Excerpts from annotation records:
-------
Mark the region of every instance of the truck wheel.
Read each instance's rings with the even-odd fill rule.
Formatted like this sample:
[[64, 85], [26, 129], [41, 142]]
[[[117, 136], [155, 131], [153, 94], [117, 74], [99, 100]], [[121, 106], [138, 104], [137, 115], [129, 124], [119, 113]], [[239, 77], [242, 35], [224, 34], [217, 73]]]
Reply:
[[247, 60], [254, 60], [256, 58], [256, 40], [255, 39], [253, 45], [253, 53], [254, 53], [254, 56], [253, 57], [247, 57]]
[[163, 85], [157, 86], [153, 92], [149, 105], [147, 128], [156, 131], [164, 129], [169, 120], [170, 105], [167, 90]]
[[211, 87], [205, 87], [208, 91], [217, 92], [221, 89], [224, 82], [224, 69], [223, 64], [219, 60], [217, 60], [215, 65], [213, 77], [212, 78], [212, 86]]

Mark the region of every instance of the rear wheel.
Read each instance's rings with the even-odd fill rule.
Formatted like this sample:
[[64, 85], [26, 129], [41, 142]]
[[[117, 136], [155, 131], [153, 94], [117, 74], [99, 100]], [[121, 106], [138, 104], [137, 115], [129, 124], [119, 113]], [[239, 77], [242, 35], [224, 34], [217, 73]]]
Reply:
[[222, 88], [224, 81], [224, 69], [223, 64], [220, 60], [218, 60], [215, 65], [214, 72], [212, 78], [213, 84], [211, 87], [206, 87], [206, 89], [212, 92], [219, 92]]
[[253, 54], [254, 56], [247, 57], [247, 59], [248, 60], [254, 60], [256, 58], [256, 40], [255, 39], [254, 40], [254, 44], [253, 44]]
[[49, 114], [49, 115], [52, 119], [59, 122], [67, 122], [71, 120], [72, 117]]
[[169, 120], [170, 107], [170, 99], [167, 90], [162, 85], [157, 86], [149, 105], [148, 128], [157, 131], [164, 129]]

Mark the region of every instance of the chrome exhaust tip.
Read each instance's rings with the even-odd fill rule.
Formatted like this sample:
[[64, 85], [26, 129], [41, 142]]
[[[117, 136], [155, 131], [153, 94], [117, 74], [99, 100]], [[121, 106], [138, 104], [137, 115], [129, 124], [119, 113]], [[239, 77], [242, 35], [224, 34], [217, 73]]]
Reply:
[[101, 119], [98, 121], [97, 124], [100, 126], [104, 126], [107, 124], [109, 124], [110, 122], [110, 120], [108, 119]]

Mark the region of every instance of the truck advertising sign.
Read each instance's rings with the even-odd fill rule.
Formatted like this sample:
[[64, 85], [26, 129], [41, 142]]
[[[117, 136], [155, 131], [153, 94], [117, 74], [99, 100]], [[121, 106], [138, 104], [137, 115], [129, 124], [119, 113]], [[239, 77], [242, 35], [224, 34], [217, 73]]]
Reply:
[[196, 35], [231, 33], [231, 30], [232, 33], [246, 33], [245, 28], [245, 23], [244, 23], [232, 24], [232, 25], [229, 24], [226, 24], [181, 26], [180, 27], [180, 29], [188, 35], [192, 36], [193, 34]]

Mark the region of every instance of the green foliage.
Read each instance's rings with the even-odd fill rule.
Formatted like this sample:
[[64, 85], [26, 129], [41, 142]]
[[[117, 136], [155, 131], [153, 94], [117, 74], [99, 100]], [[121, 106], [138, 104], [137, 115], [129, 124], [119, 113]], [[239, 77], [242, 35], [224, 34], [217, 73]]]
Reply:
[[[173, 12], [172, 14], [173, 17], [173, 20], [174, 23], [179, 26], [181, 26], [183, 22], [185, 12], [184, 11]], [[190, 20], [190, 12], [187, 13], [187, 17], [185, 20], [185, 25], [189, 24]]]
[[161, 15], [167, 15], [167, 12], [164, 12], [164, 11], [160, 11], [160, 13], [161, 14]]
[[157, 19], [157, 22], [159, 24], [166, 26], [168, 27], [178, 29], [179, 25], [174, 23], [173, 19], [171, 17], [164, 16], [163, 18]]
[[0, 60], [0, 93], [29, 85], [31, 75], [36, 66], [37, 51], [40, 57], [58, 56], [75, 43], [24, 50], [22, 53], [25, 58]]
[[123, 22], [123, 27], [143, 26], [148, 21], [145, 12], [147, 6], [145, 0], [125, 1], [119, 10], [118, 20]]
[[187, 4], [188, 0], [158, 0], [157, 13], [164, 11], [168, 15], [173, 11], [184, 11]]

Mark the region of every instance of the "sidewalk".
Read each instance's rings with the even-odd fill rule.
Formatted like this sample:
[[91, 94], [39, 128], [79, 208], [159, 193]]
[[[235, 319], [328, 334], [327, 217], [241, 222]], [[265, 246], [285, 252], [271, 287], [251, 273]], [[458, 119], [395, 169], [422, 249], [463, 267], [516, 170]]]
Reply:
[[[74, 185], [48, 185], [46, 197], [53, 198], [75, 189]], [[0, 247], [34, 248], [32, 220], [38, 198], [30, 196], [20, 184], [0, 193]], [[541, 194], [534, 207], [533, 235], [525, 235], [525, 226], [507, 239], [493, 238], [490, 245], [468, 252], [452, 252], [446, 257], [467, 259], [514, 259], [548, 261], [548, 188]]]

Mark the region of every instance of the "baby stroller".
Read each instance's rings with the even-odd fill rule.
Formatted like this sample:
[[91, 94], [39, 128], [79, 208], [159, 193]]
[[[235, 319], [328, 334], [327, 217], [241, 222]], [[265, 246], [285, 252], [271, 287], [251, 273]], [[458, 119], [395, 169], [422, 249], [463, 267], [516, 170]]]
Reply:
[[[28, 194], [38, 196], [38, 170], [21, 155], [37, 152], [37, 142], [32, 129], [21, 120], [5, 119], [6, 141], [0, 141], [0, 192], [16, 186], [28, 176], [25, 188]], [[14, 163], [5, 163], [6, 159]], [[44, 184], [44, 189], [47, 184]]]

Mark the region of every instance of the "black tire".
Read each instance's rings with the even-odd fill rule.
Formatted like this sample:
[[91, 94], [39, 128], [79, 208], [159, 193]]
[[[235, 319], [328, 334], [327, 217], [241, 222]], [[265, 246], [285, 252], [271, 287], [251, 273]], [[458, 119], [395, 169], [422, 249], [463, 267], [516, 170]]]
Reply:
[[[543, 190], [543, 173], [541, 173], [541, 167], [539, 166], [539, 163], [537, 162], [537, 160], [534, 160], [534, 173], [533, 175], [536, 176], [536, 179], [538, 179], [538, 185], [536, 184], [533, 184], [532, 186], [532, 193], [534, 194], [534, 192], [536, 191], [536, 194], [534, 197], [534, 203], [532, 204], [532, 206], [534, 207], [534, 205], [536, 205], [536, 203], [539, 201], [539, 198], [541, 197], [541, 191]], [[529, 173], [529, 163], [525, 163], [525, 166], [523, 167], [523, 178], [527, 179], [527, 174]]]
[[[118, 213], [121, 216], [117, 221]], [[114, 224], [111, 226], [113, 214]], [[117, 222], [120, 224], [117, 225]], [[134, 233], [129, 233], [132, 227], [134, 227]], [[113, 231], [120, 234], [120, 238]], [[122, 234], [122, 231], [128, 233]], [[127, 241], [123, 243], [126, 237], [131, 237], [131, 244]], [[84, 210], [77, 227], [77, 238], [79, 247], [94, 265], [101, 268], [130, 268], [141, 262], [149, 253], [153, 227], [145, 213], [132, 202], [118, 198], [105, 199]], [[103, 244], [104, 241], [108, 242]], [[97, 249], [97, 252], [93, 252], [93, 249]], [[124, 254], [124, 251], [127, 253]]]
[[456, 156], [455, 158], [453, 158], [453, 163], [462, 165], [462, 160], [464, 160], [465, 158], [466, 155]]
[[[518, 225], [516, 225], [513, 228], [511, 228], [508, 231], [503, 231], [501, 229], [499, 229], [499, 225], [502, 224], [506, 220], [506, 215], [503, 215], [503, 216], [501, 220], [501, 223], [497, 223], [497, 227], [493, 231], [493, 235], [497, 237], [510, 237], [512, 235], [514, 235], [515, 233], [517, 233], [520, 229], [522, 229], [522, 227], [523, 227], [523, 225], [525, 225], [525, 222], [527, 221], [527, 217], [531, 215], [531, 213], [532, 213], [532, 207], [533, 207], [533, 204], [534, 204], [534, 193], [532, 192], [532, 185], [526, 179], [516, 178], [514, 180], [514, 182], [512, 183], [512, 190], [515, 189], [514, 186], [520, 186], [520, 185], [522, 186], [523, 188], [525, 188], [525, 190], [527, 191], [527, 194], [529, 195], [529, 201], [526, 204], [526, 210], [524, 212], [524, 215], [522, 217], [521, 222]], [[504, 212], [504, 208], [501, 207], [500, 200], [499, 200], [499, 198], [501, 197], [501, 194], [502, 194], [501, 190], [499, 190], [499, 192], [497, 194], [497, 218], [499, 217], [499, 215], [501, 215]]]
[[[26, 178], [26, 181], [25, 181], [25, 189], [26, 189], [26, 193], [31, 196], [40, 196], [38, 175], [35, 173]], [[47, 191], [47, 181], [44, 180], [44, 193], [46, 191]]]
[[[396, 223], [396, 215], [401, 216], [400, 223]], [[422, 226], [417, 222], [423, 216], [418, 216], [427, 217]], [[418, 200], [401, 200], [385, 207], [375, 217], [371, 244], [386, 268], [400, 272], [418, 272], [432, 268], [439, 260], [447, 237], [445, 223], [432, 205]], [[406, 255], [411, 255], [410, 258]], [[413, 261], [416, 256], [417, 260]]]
-------
Task requirements =>
Please rename "advertising sign" to "billboard" in the listing lines starting at the one that contains "Mark the region of every instance of the truck advertising" and ending at the one that contains "36], [193, 34]]", and reproduce only those lines with nothing else changed.

Complete output =>
Mark the region of every instance of the truck billboard.
Read each instance's rings with the even-odd fill rule.
Formatted like this sample:
[[64, 85], [26, 129], [41, 142]]
[[[117, 136], [155, 131], [153, 94], [117, 74], [99, 100]], [[121, 106], [138, 104], [137, 115], [129, 124], [119, 113]], [[239, 77], [242, 35], [224, 34], [217, 73]]]
Reply:
[[196, 35], [231, 33], [231, 30], [232, 33], [246, 33], [245, 28], [245, 23], [244, 23], [232, 24], [232, 25], [229, 24], [226, 24], [181, 26], [180, 27], [180, 29], [188, 35], [192, 36], [193, 34]]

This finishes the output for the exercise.